◆ **Tugas**
Tuliskan kembali tanpa perubahan bagian teks tentang pahala amal bagi orang yang sudah wafat, mulai dari "Bismillaahir rahmaanir rahiim" sampai dengan "yang telah meninggal).", termasuk kedua bagian tersebut.

◆ **Blok Teks**
* * * * * * * * *

Pahala amal seseorang apakah bisa bermanfaat (menjadi hadiah) untuk saudaranya yang sudah wafat ? Berikut penjelasannya.
Bismillaahir rahmaanir rahiim
Semua amal yang dilakukan seorang muslim senantiasa berdasarkan Al-Qur’an dan Sunnah Rasulullah Shallallahu ‘Alaihi Wasallam. Namun, siapakah yang paling memahami maksud dari setiap ayat Al-Qur’an ? Tentu saja Rasulullah. Kemudian murid murid beliau (para sahabat), kemudian murid murid beliau (para tabi’in), kemudian murid-muridnya (tabi’u tabi’in) dan selanjutnya para ulama.
Mereka lah yang memahamai makna dari Al-Qur’an dan Sunnah. Kita harus mengambil dan mengikuti pendapat mereka (atau salah satu dari mereka), karena itu lebih dekat kepada kebenaran. Jangan kita hanya berdasar pada makna lahiriah (terjemah) saja.
Mari kita lanjutkan pengajian Kitab Tahiqiqul Amal fi ma Yanfa’ul Mayyiti minal A’mal (Mewujudkan Cita-cita, sebuah risalah yang menjelaskan tentang amal-amal yang bermanfaat untuk orang yang telah meninggal).

* * * * * * * * *

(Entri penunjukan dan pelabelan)

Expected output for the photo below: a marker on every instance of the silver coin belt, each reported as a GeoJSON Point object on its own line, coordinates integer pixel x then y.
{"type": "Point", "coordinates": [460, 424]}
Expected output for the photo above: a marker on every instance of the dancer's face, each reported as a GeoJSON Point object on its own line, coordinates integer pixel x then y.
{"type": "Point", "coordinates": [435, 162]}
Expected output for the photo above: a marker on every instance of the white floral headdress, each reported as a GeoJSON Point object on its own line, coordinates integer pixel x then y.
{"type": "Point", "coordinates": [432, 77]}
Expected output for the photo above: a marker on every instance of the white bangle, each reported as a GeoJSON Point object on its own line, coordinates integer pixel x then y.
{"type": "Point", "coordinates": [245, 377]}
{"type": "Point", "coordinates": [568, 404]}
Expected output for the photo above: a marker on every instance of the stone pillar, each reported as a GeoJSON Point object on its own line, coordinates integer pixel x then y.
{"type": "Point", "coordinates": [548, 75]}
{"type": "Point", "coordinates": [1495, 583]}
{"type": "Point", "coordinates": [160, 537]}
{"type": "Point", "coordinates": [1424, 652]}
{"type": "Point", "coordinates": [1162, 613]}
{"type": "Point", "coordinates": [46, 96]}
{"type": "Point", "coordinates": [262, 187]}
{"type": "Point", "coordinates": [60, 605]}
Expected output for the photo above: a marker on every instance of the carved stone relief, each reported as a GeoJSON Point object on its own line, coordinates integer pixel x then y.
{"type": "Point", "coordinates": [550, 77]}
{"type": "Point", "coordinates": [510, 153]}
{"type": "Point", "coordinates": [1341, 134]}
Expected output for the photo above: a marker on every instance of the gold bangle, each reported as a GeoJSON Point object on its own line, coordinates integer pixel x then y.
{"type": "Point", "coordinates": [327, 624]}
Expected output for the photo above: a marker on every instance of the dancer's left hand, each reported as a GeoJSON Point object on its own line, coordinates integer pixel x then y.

* * * * * * * * *

◆ **Jawaban**
Bismillaahir rahmaanir rahiim
Semua amal yang dilakukan seorang muslim senantiasa berdasarkan Al-Qur’an dan Sunnah Rasulullah Shallallahu ‘Alaihi Wasallam. Namun, siapakah yang paling memahami maksud dari setiap ayat Al-Qur’an ? Tentu saja Rasulullah. Kemudian murid murid beliau (para sahabat), kemudian murid murid beliau (para tabi’in), kemudian murid-muridnya (tabi’u tabi’in) dan selanjutnya para ulama.
Mereka lah yang memahamai makna dari Al-Qur’an dan Sunnah. Kita harus mengambil dan mengikuti pendapat mereka (atau salah satu dari mereka), karena itu lebih dekat kepada kebenaran. Jangan kita hanya berdasar pada makna lahiriah (terjemah) saja.
Mari kita lanjutkan pengajian Kitab Tahiqiqul Amal fi ma Yanfa’ul Mayyiti minal A’mal (Mewujudkan Cita-cita, sebuah risalah yang menjelaskan tentang amal-amal yang bermanfaat untuk orang yang telah meninggal).